__Referring expression pointing data__.
>>>>>

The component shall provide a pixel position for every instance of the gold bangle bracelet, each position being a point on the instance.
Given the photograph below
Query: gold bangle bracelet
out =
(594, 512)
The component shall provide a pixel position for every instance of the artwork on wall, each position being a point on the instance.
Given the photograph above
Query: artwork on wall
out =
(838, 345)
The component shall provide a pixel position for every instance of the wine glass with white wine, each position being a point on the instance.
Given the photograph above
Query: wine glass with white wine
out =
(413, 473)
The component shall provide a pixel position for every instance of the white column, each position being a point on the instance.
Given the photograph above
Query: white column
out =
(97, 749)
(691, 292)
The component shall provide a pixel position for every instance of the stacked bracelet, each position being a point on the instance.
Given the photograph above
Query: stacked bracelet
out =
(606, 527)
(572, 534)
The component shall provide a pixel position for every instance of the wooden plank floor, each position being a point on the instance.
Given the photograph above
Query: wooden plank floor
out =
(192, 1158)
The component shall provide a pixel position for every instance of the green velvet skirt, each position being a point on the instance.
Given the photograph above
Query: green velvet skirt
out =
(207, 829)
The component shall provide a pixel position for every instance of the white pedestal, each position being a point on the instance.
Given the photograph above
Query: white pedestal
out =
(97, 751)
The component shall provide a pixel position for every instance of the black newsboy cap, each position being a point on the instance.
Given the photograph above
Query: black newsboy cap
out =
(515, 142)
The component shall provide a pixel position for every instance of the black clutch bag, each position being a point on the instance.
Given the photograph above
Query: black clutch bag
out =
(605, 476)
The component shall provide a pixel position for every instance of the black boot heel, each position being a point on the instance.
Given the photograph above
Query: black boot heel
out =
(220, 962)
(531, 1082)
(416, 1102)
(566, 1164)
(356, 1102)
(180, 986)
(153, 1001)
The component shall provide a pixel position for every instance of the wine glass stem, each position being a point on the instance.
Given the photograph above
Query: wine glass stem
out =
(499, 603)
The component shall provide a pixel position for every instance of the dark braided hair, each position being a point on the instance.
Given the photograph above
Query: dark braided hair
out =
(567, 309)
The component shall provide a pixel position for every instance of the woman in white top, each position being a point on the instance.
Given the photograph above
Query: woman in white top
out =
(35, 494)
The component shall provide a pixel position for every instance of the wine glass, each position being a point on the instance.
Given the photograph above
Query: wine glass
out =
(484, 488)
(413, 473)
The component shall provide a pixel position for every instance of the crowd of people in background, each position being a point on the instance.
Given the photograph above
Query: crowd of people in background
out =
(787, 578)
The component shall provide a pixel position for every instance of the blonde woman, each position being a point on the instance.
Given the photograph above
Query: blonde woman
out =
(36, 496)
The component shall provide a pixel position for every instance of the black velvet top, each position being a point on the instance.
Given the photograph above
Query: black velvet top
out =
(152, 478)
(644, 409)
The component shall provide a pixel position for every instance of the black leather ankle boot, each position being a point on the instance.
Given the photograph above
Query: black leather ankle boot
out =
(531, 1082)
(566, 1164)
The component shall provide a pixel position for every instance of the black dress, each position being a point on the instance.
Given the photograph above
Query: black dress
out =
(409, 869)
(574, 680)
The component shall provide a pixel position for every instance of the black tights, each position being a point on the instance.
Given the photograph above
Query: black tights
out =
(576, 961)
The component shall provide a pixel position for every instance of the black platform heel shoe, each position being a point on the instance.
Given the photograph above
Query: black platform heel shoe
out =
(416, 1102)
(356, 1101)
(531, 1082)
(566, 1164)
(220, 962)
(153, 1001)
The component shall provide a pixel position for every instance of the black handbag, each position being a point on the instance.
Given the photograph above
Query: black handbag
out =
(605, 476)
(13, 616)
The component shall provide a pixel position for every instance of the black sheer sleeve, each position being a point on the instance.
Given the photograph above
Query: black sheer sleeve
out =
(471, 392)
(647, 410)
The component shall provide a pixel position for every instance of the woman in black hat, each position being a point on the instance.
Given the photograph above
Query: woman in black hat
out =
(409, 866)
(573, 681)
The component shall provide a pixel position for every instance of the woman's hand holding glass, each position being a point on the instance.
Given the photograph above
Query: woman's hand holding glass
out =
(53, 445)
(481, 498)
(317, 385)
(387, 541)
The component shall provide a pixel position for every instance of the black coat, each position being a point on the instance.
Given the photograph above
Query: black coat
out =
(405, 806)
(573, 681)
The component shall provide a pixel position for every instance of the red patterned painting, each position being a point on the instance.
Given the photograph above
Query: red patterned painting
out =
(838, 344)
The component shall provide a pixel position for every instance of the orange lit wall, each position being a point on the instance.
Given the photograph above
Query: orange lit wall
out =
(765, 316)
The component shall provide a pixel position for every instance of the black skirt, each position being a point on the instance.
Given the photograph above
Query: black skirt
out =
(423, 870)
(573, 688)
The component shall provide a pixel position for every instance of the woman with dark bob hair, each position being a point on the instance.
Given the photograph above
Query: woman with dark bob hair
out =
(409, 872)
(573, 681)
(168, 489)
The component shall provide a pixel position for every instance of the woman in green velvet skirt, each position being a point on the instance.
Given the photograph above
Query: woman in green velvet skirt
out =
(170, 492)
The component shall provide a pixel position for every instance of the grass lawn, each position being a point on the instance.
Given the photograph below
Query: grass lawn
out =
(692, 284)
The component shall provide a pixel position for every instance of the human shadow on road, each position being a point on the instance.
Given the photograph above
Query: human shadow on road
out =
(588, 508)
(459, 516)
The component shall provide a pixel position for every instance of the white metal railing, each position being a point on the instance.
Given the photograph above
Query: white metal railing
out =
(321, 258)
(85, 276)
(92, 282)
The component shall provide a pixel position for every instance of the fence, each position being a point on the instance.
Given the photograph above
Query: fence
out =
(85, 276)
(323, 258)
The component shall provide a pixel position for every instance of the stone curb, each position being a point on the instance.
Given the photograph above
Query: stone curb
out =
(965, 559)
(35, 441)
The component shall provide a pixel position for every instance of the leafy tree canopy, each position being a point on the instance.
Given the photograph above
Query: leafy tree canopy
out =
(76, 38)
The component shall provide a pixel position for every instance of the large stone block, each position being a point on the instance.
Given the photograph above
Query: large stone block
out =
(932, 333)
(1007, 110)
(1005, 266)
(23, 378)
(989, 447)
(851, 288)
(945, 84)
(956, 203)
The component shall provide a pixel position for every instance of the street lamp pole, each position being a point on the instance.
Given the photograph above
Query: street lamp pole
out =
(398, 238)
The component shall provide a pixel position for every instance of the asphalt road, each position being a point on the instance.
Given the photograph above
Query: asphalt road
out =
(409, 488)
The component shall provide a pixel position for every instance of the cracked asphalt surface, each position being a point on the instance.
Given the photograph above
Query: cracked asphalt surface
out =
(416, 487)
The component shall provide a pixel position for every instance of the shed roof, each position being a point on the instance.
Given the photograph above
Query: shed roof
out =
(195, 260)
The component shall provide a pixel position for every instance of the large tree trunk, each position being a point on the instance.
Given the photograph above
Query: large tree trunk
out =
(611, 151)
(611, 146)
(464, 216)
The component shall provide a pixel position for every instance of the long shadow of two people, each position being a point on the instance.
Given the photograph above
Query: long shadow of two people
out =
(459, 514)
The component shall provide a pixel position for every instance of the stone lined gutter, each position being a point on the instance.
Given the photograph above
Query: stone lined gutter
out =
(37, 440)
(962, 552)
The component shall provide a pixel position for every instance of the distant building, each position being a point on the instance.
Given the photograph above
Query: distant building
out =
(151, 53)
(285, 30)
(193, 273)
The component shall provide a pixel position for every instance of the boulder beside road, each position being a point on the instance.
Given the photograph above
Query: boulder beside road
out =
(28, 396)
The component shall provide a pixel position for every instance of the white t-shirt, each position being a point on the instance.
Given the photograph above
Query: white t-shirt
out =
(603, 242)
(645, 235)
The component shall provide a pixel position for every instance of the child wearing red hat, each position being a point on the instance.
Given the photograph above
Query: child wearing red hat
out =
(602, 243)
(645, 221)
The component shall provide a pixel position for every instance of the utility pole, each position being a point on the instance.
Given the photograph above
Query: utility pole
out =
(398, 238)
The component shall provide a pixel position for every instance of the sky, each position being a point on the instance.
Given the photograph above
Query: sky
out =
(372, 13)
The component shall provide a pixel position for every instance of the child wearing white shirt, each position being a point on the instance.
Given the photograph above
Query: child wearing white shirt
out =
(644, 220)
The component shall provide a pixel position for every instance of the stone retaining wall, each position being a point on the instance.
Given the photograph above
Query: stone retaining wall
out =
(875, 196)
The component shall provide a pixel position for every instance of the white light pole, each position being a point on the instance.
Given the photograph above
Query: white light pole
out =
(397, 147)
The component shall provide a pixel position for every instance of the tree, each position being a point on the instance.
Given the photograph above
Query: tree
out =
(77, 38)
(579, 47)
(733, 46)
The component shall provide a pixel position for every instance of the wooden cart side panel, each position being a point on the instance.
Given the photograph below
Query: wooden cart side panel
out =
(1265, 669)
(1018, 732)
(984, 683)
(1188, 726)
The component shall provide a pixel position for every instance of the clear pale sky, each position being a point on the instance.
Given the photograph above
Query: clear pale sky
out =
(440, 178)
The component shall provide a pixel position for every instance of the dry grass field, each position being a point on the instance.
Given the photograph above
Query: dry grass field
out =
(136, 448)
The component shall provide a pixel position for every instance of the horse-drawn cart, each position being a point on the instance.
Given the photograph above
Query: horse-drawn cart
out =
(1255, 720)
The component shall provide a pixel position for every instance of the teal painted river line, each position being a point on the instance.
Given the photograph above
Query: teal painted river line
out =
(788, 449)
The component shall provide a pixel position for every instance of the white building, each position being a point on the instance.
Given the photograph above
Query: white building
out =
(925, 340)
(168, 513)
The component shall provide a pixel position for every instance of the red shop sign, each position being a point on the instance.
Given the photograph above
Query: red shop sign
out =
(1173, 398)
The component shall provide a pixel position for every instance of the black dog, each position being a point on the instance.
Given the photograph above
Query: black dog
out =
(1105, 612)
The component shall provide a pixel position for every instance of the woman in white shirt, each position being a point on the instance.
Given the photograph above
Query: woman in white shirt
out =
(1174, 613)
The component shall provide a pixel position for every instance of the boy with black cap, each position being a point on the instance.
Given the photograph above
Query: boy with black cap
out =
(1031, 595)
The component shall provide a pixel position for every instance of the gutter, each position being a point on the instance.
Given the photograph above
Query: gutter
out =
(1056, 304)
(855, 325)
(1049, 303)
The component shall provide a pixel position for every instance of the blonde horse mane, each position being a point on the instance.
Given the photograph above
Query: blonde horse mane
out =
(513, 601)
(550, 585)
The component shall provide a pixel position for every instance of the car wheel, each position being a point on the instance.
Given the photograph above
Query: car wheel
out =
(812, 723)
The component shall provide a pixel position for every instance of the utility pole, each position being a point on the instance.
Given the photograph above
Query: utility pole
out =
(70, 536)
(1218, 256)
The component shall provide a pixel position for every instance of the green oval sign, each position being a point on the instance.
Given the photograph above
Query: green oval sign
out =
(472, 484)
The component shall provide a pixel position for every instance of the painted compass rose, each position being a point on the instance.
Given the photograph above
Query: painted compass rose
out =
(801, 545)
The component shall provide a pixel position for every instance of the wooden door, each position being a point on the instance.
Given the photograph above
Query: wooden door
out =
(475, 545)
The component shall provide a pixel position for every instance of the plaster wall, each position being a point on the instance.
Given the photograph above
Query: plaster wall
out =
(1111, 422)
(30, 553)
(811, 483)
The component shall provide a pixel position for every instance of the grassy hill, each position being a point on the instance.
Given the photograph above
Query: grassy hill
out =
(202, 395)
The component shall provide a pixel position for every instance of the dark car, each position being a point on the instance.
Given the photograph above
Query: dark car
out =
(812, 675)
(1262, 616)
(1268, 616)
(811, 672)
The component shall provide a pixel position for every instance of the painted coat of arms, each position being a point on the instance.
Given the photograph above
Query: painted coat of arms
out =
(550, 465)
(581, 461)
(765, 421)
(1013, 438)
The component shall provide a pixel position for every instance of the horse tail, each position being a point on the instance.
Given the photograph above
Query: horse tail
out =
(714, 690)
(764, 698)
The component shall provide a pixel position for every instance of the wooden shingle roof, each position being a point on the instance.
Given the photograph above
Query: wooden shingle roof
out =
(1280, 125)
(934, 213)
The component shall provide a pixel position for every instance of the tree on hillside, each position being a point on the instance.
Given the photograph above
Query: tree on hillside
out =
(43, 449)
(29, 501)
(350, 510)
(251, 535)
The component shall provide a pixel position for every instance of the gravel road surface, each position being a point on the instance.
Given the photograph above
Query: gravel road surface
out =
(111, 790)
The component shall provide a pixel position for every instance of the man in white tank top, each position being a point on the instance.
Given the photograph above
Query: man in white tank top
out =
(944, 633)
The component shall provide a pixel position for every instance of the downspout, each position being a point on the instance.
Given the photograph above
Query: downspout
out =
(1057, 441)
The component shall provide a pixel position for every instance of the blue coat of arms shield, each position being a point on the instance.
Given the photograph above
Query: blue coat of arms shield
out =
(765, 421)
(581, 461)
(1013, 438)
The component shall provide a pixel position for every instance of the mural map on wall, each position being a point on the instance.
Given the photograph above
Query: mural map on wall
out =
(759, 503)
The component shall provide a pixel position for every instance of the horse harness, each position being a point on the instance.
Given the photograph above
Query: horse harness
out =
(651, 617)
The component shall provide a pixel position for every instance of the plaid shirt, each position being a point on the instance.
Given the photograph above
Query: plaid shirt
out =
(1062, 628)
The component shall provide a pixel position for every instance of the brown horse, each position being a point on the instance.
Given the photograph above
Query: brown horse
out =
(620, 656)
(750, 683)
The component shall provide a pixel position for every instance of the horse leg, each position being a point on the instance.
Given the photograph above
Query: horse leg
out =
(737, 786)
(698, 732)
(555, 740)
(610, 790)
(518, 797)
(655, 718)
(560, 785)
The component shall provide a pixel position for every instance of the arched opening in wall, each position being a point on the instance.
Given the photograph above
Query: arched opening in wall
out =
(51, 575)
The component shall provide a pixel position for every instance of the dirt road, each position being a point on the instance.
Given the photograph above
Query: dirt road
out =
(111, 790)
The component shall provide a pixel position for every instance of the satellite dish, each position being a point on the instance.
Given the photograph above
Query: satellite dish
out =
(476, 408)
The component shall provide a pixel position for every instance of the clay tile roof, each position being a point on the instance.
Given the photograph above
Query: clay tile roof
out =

<<<<<

__BRIEF__. Wherever a line in the records contains the word "human", copy that line.

__SOLUTION FOR THIS TASK__.
The component shall provide a pixel position for every instance of the human shadow on road, each position being a point on the instance.
Query: human shadow on road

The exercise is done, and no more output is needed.